[Contour annotation data]
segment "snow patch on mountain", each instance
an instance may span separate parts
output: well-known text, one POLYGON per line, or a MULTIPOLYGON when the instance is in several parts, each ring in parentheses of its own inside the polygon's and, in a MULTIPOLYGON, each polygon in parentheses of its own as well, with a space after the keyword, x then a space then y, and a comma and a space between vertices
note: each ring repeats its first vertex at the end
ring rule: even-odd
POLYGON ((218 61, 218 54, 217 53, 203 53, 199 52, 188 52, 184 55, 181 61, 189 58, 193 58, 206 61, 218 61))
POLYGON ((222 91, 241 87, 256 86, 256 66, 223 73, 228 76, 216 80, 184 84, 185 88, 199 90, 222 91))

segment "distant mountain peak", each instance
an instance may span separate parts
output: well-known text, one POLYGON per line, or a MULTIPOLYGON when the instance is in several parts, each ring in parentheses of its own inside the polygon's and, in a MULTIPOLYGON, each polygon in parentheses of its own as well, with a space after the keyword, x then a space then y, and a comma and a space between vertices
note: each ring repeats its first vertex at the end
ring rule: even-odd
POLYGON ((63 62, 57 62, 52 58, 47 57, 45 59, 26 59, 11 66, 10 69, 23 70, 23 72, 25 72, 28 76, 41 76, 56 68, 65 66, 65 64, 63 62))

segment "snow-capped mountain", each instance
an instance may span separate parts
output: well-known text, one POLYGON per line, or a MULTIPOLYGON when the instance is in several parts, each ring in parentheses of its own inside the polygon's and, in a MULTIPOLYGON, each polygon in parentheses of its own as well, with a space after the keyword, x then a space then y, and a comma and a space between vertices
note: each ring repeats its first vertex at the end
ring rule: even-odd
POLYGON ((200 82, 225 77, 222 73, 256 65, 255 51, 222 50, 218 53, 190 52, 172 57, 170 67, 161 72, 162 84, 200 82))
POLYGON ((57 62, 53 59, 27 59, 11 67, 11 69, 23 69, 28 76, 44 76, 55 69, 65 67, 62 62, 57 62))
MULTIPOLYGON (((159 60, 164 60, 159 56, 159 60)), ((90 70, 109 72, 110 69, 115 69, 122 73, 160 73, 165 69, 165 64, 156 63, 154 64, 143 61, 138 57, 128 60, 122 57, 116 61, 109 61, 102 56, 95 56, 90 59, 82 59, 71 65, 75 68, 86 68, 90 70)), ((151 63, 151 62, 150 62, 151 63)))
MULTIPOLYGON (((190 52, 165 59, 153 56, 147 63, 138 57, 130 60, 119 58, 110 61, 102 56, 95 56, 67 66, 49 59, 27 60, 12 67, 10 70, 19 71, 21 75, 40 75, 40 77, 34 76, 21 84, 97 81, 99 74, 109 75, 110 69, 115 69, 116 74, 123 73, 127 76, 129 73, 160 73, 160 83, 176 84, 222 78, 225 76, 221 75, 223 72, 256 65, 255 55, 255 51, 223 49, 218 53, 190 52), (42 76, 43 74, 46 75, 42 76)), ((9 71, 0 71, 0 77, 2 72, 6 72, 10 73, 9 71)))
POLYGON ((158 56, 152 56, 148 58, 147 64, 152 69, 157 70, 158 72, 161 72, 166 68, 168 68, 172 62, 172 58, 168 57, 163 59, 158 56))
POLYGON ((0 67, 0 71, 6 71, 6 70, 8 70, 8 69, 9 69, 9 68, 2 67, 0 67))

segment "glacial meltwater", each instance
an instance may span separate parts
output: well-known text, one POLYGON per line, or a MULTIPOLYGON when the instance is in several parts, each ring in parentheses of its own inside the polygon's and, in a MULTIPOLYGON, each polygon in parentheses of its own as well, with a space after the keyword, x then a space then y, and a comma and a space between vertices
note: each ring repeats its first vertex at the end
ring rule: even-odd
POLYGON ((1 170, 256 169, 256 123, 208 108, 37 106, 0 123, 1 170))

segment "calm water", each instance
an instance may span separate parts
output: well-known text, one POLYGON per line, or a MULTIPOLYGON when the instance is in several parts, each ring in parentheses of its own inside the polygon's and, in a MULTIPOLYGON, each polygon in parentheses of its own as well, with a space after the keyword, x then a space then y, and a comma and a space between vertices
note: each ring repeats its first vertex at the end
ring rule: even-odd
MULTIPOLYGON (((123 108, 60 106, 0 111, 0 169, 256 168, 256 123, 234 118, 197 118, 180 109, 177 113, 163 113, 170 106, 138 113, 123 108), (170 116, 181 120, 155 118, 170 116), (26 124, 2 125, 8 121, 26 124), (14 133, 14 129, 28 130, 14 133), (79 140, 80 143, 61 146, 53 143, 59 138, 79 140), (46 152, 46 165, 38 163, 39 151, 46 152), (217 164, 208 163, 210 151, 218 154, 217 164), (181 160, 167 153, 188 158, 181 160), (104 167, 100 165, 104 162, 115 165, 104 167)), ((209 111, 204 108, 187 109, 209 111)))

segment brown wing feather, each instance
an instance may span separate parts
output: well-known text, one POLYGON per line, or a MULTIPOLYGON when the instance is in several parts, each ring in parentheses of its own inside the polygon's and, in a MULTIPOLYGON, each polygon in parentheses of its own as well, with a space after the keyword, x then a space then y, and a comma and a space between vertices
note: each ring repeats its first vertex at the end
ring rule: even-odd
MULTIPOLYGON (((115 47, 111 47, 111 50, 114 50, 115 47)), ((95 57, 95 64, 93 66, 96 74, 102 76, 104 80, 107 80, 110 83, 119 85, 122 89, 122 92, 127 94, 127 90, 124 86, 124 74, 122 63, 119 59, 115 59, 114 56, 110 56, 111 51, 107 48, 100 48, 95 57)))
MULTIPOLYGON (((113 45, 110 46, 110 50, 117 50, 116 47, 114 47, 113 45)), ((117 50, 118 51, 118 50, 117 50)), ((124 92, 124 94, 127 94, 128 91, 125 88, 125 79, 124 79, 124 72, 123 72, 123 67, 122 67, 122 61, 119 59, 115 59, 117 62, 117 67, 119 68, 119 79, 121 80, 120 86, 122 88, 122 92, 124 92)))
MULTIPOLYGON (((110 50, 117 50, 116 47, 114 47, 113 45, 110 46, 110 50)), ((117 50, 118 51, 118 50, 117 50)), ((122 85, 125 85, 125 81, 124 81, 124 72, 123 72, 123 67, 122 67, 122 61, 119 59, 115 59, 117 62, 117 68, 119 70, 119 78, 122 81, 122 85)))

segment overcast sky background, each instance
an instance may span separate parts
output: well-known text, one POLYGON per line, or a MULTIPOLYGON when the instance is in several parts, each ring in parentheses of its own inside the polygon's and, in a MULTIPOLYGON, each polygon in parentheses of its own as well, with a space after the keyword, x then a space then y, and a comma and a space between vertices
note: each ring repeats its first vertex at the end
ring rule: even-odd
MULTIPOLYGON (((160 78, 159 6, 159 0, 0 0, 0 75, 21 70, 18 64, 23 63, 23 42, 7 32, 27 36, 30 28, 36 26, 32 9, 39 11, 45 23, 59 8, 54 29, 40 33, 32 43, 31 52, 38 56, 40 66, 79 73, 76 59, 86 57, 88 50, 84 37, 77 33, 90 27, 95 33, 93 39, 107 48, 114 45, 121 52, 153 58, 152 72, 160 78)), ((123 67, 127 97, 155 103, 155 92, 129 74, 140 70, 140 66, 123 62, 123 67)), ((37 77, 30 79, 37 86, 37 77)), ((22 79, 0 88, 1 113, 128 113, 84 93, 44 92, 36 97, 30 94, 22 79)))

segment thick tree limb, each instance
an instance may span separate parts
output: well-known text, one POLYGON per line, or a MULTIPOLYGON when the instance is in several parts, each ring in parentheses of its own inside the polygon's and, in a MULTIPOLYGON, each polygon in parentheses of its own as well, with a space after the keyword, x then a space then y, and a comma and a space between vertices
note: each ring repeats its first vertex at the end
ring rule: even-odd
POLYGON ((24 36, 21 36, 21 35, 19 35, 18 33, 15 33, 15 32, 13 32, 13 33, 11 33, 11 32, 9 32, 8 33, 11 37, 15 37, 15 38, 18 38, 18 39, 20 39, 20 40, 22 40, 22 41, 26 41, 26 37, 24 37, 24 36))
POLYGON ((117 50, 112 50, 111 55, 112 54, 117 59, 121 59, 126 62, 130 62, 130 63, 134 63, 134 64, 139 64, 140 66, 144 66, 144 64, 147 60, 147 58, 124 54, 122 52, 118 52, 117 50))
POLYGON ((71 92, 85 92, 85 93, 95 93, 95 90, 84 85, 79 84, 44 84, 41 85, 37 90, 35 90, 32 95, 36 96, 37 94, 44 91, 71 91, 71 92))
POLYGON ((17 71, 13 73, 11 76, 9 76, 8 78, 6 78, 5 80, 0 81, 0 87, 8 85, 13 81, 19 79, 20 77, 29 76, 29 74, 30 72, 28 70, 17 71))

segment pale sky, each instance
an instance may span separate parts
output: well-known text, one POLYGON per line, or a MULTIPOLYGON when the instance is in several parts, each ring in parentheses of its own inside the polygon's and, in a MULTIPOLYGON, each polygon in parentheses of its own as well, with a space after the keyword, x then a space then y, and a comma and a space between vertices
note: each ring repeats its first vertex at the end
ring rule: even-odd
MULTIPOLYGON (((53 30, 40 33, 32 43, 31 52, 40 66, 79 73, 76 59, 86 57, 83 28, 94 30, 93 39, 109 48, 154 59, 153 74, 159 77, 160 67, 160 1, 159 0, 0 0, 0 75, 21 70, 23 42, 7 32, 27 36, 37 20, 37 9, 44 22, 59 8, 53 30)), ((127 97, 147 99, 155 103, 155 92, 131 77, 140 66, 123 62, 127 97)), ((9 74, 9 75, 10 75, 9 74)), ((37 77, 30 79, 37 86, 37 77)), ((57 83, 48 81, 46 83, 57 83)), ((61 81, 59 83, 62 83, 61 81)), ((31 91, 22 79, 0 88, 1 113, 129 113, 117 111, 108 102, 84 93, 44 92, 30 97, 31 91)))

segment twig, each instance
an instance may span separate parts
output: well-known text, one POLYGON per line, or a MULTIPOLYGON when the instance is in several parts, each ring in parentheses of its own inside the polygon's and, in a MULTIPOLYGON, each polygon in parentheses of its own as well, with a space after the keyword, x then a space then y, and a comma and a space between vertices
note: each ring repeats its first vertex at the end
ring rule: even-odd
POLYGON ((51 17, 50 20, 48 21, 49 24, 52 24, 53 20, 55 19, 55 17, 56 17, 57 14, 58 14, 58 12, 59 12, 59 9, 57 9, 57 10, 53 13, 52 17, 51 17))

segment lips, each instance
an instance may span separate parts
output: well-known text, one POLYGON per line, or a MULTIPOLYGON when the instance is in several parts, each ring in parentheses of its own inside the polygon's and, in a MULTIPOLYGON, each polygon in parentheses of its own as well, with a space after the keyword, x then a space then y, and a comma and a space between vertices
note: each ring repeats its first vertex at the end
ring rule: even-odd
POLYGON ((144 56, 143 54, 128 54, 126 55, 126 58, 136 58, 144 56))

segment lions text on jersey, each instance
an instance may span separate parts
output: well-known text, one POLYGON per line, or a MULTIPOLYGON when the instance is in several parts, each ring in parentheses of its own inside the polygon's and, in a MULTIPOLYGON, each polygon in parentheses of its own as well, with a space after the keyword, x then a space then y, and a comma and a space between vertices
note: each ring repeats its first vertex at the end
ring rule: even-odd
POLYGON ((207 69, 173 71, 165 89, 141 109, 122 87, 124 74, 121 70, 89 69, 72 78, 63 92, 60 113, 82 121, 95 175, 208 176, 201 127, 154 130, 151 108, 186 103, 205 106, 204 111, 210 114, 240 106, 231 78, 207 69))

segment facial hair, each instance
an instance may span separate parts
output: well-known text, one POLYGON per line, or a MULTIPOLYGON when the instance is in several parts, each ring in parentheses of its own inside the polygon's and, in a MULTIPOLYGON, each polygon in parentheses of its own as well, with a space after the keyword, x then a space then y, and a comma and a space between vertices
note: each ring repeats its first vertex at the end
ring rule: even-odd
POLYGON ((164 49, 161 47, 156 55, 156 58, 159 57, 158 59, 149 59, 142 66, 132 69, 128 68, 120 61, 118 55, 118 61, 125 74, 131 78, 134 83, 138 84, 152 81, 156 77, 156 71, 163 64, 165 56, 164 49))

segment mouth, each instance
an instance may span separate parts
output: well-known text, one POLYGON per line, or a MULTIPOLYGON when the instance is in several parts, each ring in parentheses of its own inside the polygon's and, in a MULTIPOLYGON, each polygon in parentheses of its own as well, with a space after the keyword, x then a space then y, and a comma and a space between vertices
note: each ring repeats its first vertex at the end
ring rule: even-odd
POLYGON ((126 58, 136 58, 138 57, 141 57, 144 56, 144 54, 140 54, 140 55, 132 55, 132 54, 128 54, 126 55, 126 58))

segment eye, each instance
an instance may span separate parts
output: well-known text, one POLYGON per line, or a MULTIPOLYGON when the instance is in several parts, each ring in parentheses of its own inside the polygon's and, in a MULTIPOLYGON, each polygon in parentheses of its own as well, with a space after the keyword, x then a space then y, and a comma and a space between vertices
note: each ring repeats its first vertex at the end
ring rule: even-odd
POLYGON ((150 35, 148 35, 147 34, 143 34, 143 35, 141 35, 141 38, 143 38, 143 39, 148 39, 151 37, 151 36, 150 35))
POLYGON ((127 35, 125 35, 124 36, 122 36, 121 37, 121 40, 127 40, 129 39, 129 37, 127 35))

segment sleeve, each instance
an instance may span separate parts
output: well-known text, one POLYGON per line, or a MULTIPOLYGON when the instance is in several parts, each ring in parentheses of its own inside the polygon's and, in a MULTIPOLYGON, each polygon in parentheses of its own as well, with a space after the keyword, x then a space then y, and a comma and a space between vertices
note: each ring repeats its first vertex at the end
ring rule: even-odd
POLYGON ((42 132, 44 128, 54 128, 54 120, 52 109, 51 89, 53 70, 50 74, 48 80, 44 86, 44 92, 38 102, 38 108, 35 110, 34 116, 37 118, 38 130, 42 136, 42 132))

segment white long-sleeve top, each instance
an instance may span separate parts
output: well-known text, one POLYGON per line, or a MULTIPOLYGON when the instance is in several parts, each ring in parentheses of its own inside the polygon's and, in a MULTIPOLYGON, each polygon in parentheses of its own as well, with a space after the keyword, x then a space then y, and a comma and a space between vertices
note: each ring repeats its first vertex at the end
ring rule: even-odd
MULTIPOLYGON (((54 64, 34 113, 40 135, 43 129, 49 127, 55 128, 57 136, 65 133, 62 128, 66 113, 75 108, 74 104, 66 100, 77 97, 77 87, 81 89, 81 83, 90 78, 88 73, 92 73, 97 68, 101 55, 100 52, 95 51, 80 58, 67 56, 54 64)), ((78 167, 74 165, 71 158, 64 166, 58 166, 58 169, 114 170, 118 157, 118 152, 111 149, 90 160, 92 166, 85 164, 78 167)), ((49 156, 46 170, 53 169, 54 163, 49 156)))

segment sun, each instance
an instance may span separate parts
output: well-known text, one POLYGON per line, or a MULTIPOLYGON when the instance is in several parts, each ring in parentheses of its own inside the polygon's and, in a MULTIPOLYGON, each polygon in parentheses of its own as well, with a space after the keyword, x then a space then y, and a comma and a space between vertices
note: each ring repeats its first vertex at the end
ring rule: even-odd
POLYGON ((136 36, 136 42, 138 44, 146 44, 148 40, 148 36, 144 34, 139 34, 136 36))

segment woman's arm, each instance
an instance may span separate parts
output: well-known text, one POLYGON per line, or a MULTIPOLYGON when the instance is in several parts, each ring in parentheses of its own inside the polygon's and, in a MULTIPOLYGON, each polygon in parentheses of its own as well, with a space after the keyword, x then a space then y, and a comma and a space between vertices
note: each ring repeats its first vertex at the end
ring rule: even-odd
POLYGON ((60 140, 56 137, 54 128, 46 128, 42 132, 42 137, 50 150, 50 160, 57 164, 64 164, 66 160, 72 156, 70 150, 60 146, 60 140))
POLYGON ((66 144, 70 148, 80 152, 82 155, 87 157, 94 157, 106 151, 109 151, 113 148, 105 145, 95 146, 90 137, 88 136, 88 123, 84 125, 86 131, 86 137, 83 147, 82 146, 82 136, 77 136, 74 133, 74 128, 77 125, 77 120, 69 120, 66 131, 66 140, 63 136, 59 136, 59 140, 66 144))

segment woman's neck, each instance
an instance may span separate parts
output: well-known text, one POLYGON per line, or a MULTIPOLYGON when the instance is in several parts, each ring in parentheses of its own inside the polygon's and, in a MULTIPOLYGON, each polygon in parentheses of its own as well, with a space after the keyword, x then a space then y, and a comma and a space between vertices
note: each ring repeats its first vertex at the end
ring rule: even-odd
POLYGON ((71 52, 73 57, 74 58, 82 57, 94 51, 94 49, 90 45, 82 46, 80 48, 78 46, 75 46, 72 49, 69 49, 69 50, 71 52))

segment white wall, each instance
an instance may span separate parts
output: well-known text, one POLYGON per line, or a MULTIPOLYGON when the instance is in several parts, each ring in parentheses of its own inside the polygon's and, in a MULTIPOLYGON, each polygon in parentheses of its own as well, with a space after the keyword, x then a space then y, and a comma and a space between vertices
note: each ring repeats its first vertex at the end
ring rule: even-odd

• WRITTEN EXERCISE:
Print again the lines from the one containing "segment white long-sleeve top, each instance" through the one containing "MULTIPOLYGON (((54 64, 34", including both.

• EXERCISE RESULT:
segment white long-sleeve top, each instance
an instance may span separate parts
output: well-known text, one POLYGON per line, or a MULTIPOLYGON when the instance is in several parts, each ring in parentheses of its own inside the polygon's and, in a MULTIPOLYGON, each polygon in parentheses of its own as well, with a space after the keyword, x then a space then y, and a comma and a space between vertices
note: each ring repeats its first vertex at the end
ring rule: even-odd
MULTIPOLYGON (((54 64, 34 113, 40 135, 43 129, 49 127, 55 128, 57 136, 65 133, 62 128, 66 113, 75 108, 74 104, 66 100, 77 97, 77 87, 81 89, 81 83, 90 78, 88 73, 92 73, 97 68, 101 55, 100 52, 95 51, 80 58, 67 56, 54 64)), ((78 167, 74 165, 71 158, 64 166, 58 166, 58 169, 114 170, 118 157, 118 152, 111 149, 90 160, 92 166, 85 164, 78 167)), ((49 156, 46 170, 53 169, 54 163, 49 156)))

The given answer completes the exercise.